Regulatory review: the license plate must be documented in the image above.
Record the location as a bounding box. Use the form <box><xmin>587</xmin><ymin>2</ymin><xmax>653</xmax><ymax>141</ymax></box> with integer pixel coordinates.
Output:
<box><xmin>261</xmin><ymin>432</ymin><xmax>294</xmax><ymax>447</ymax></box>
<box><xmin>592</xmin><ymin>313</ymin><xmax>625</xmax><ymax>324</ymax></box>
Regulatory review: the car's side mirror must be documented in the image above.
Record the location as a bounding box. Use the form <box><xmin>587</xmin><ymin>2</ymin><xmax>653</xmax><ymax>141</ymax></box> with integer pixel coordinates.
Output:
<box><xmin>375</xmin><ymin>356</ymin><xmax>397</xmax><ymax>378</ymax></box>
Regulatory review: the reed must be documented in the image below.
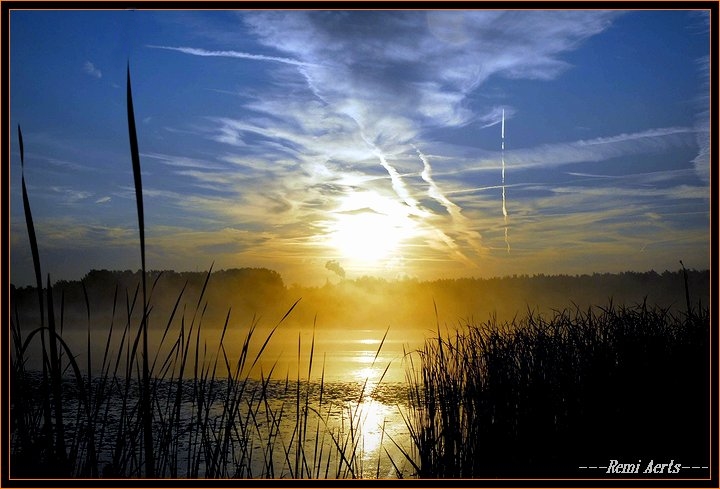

+---+

**Problem statement:** Please copy all of the data above word for word, leaving out the picture.

**Complete output:**
Regulatory review: the license plate must be documented in the image above.
Record the location as a bounding box. Use the form <box><xmin>587</xmin><ymin>2</ymin><xmax>653</xmax><ymax>141</ymax></box> with integer pixel coordinates.
Output:
<box><xmin>261</xmin><ymin>432</ymin><xmax>294</xmax><ymax>447</ymax></box>
<box><xmin>592</xmin><ymin>313</ymin><xmax>625</xmax><ymax>324</ymax></box>
Regulatory review: the car's side mirror must be documented in the image above.
Record the location as a bounding box. Use the form <box><xmin>587</xmin><ymin>2</ymin><xmax>653</xmax><ymax>141</ymax></box> with integer pixel coordinates.
Output:
<box><xmin>375</xmin><ymin>356</ymin><xmax>397</xmax><ymax>378</ymax></box>
Regulatory review: the reed must be documented in the image below.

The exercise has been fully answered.